### ASSIGNED TASK
Lines with the word "picture" are the answer; copy each of them from the data below.

### DATA TO PROCESS
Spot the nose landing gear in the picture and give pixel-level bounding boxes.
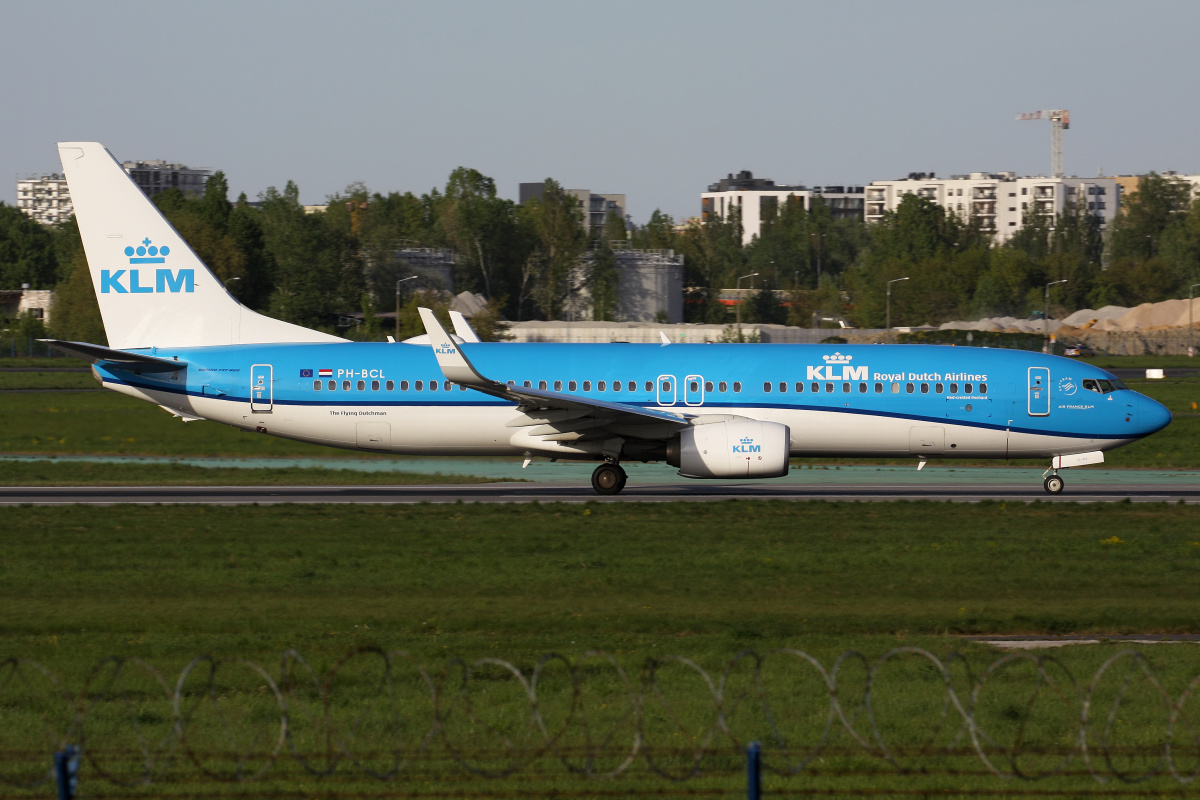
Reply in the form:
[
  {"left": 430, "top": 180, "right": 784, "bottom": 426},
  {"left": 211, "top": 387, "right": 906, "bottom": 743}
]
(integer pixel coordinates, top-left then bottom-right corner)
[
  {"left": 1043, "top": 472, "right": 1065, "bottom": 494},
  {"left": 591, "top": 463, "right": 628, "bottom": 495}
]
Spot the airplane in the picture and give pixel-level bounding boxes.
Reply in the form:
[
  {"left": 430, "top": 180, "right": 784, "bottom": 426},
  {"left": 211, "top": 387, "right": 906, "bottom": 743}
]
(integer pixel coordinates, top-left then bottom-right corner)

### RESPONSE BOX
Spot the nose landing gear in the picture and give pixel-level bounding boxes.
Spot the airplane in the picture and give pixel-level bounding boxes.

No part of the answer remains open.